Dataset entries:

[Start of Attachment]

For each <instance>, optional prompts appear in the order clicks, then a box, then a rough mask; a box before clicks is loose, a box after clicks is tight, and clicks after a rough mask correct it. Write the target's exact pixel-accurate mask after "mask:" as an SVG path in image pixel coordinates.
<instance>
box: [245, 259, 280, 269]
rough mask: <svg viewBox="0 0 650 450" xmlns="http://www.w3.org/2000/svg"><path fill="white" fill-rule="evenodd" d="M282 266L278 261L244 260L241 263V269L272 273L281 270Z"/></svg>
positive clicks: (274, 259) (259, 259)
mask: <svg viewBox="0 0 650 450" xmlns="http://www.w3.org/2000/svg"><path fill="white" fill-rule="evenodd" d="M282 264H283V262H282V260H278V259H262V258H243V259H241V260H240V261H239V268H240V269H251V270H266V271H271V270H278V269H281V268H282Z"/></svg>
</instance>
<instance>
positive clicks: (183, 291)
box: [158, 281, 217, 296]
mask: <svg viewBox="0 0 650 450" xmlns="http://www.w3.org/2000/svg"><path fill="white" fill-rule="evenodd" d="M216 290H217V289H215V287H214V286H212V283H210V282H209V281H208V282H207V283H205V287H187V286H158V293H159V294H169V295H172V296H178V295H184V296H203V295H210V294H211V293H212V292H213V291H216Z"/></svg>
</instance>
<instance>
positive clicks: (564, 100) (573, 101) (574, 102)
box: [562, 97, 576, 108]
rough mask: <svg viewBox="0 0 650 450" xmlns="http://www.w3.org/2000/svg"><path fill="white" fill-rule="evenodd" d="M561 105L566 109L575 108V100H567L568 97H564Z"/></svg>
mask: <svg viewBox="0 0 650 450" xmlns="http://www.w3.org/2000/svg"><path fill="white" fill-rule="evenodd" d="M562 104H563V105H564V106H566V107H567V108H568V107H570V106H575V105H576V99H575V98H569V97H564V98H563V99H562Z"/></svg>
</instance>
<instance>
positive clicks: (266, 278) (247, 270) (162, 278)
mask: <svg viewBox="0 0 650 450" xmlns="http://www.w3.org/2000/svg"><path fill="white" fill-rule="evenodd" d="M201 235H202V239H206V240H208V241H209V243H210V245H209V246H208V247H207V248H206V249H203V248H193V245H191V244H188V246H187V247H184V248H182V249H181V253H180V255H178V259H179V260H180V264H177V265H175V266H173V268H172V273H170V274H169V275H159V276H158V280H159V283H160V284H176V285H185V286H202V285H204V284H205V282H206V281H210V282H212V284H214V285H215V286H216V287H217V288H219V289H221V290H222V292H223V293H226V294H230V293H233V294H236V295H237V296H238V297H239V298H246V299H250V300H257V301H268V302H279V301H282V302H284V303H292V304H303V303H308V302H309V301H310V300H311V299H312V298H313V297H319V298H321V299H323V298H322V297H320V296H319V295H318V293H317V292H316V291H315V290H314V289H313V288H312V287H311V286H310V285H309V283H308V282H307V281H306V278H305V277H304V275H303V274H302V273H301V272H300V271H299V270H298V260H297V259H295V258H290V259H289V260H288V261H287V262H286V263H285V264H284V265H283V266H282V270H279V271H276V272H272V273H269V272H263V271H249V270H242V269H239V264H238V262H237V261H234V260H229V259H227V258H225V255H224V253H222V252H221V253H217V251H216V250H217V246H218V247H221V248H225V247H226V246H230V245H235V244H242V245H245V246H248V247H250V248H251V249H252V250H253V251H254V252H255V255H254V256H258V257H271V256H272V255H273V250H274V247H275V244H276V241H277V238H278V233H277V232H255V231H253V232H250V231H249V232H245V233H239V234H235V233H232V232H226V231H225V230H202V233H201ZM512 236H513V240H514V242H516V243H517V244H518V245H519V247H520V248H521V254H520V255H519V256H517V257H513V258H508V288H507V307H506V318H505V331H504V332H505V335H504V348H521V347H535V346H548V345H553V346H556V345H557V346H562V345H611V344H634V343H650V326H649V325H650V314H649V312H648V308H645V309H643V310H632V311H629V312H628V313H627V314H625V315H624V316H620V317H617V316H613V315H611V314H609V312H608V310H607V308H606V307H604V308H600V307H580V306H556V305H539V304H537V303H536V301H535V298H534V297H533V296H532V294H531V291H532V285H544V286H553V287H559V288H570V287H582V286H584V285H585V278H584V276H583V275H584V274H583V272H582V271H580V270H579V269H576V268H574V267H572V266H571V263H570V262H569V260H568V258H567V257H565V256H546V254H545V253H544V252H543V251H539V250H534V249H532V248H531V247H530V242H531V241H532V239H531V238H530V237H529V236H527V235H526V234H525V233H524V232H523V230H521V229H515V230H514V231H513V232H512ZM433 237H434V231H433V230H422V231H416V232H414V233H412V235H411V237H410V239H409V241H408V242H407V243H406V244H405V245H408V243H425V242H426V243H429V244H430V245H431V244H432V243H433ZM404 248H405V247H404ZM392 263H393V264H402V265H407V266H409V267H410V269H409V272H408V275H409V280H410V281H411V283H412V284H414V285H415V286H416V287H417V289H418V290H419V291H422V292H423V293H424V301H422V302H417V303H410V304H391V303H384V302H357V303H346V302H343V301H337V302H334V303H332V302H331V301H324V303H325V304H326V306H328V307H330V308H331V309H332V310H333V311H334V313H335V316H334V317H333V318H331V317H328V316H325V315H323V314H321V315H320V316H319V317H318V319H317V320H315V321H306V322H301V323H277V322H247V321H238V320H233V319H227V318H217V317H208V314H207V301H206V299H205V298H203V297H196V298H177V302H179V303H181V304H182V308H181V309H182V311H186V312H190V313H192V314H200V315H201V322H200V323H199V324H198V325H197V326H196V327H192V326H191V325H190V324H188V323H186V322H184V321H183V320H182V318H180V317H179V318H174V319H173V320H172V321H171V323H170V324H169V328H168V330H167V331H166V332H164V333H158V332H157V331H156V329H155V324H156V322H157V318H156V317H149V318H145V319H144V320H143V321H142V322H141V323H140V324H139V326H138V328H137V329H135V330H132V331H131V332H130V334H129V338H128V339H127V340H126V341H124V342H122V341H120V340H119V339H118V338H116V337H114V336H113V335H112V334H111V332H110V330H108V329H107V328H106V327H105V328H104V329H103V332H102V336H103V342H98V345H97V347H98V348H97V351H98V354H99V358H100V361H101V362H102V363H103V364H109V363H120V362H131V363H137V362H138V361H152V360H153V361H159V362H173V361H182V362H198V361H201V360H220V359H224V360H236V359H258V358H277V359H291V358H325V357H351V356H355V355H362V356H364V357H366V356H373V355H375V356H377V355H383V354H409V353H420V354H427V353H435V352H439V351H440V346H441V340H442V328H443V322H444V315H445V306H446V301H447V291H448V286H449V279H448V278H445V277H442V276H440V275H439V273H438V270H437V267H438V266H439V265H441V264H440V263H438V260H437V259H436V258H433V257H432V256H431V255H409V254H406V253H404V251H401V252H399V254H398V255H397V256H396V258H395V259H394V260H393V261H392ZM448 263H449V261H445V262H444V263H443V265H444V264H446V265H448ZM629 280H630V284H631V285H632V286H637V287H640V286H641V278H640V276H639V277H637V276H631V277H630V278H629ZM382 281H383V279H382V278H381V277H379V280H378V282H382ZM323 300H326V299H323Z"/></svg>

[End of Attachment]

■ **Assigned task**
Reproduce every one of the lines above verbatim, from first to last.

■ **Completed exercise**
For each <instance>, optional prompts appear in the order clicks, then a box, then a rough mask; a box before clicks is loose, a box after clicks is tight, and clicks after a rough mask correct it. Write the target's exact pixel-accurate mask after "mask:" as an SVG path in image pixel coordinates.
<instance>
box: [245, 259, 280, 269]
rough mask: <svg viewBox="0 0 650 450" xmlns="http://www.w3.org/2000/svg"><path fill="white" fill-rule="evenodd" d="M282 266L278 261L244 260L241 263V269L272 273L281 270Z"/></svg>
positive clicks: (274, 259) (259, 259)
mask: <svg viewBox="0 0 650 450" xmlns="http://www.w3.org/2000/svg"><path fill="white" fill-rule="evenodd" d="M282 264H283V262H282V260H278V259H262V258H243V259H241V260H240V261H239V268H240V269H251V270H266V271H271V270H278V269H281V268H282Z"/></svg>
</instance>
<instance>
positive clicks: (183, 291)
box: [158, 281, 217, 296]
mask: <svg viewBox="0 0 650 450" xmlns="http://www.w3.org/2000/svg"><path fill="white" fill-rule="evenodd" d="M216 290H217V289H215V287H214V286H212V283H210V282H209V281H208V282H207V283H205V287H187V286H158V293H159V294H169V295H172V296H178V295H184V296H203V295H210V294H211V293H212V292H213V291H216Z"/></svg>
</instance>
<instance>
positive clicks: (564, 100) (573, 101) (574, 102)
box: [562, 97, 576, 108]
rough mask: <svg viewBox="0 0 650 450" xmlns="http://www.w3.org/2000/svg"><path fill="white" fill-rule="evenodd" d="M561 105L566 109L575 108V100H567L568 97H564Z"/></svg>
mask: <svg viewBox="0 0 650 450" xmlns="http://www.w3.org/2000/svg"><path fill="white" fill-rule="evenodd" d="M562 104H563V105H564V106H566V107H567V108H568V107H570V106H575V105H576V99H575V98H569V97H564V98H563V99H562Z"/></svg>
</instance>
<instance>
positive clicks: (266, 278) (247, 270) (162, 278)
mask: <svg viewBox="0 0 650 450" xmlns="http://www.w3.org/2000/svg"><path fill="white" fill-rule="evenodd" d="M201 235H202V239H206V240H208V241H209V243H210V245H209V246H208V247H207V248H206V249H203V248H193V245H191V244H188V246H187V247H184V248H182V249H181V253H180V255H178V259H179V260H180V264H177V265H175V266H173V268H172V273H170V274H169V275H159V276H158V280H159V283H160V284H176V285H185V286H202V285H204V284H205V282H206V281H210V282H212V284H214V285H215V286H216V287H217V288H219V289H221V290H222V292H223V293H226V294H230V293H233V294H236V295H237V296H238V297H239V298H246V299H250V300H257V301H268V302H279V301H282V302H284V303H292V304H303V303H308V302H309V301H310V300H311V299H312V298H313V297H319V298H321V299H323V298H322V297H320V296H319V295H318V293H317V292H316V291H315V290H314V289H313V288H312V287H311V286H310V285H309V283H308V282H307V281H306V278H305V277H304V275H303V274H302V273H301V272H300V271H299V270H298V260H297V259H295V258H290V259H289V260H288V261H287V262H286V263H285V264H284V265H283V266H282V270H279V271H276V272H272V273H269V272H263V271H249V270H242V269H239V264H238V262H237V261H234V260H229V259H227V258H225V255H224V253H222V252H221V253H217V251H216V250H217V246H218V247H221V248H225V247H226V246H230V245H235V244H242V245H245V246H248V247H250V248H251V249H252V250H253V251H254V252H255V255H254V256H258V257H271V256H272V255H273V250H274V247H275V244H276V241H277V238H278V233H277V232H255V231H253V232H250V231H249V232H245V233H239V234H235V233H232V232H226V231H225V230H202V233H201ZM512 236H513V240H514V242H516V243H517V244H518V245H519V247H520V248H521V254H520V255H519V256H517V257H513V258H508V288H507V307H506V318H505V331H504V332H505V335H504V348H521V347H535V346H548V345H553V346H556V345H557V346H562V345H611V344H634V343H650V326H649V325H650V314H649V312H648V308H645V309H643V310H632V311H629V312H628V313H627V314H625V315H624V316H620V317H617V316H613V315H611V314H609V312H608V310H607V308H606V307H604V308H600V307H580V306H556V305H539V304H537V303H536V301H535V298H534V297H533V296H532V294H531V291H532V285H544V286H553V287H559V288H570V287H582V286H584V285H585V278H584V276H583V275H584V274H583V272H582V271H580V270H579V269H576V268H574V267H572V266H571V263H570V262H569V260H568V258H567V257H565V256H546V254H545V253H544V252H543V251H539V250H534V249H532V248H531V247H530V242H531V241H532V239H531V238H530V237H529V236H527V235H526V234H525V233H524V232H523V230H521V229H515V230H514V231H513V232H512ZM433 237H434V231H433V230H422V231H416V232H414V233H412V235H411V237H410V239H409V241H408V242H407V243H406V244H405V245H408V243H425V242H426V243H429V244H430V245H431V244H432V243H433ZM404 248H405V247H404ZM392 263H393V264H402V265H407V266H409V267H410V269H409V272H408V275H409V280H410V281H411V283H412V284H414V285H415V286H416V287H417V289H418V290H419V291H422V292H423V293H424V301H422V302H417V303H410V304H391V303H384V302H357V303H346V302H343V301H337V302H334V303H332V302H331V301H324V303H325V304H326V306H328V307H330V308H331V309H332V310H333V311H334V313H335V316H334V317H333V318H331V317H328V316H325V315H323V314H321V315H320V316H319V317H318V319H317V320H315V321H306V322H301V323H277V322H247V321H238V320H233V319H227V318H217V317H208V314H207V301H206V299H205V298H203V297H196V298H177V302H179V303H181V304H182V308H181V309H182V311H186V312H190V313H192V314H200V315H201V322H200V323H199V324H198V325H197V326H196V327H192V326H191V325H190V324H188V323H186V322H184V321H183V320H182V318H180V317H179V318H174V319H173V320H172V321H171V323H170V324H169V328H168V330H167V331H166V332H164V333H158V332H157V331H156V329H155V324H156V322H157V318H156V317H149V318H145V319H144V320H143V321H142V322H141V323H140V324H139V326H138V328H137V329H135V330H132V331H131V332H130V334H129V338H128V339H127V340H126V341H124V342H122V341H120V340H119V339H118V338H116V337H114V336H113V335H112V334H111V332H110V330H108V329H107V328H106V327H105V328H104V329H103V332H102V336H103V342H98V345H97V347H98V348H97V351H98V354H99V358H100V361H101V362H102V363H103V364H109V363H120V362H131V363H137V362H138V361H152V360H153V361H159V362H173V361H182V362H198V361H201V360H220V359H224V360H236V359H258V358H277V359H291V358H325V357H351V356H355V355H362V356H364V357H366V356H373V355H375V356H377V355H383V354H409V353H420V354H427V353H435V352H439V351H440V346H441V340H442V328H443V322H444V315H445V306H446V301H447V291H448V286H449V279H448V278H445V277H442V276H440V275H439V273H438V270H437V267H438V266H439V265H441V264H440V263H438V260H437V259H436V258H433V257H432V256H431V255H409V254H406V253H404V251H401V252H399V254H398V255H397V256H396V258H395V259H394V260H393V261H392ZM448 263H449V261H445V262H444V263H443V265H444V264H446V265H448ZM629 280H630V284H631V285H632V286H637V287H640V286H641V278H640V276H639V277H637V276H631V277H630V278H629ZM382 281H383V279H382V278H381V277H379V280H378V282H382ZM323 300H326V299H323Z"/></svg>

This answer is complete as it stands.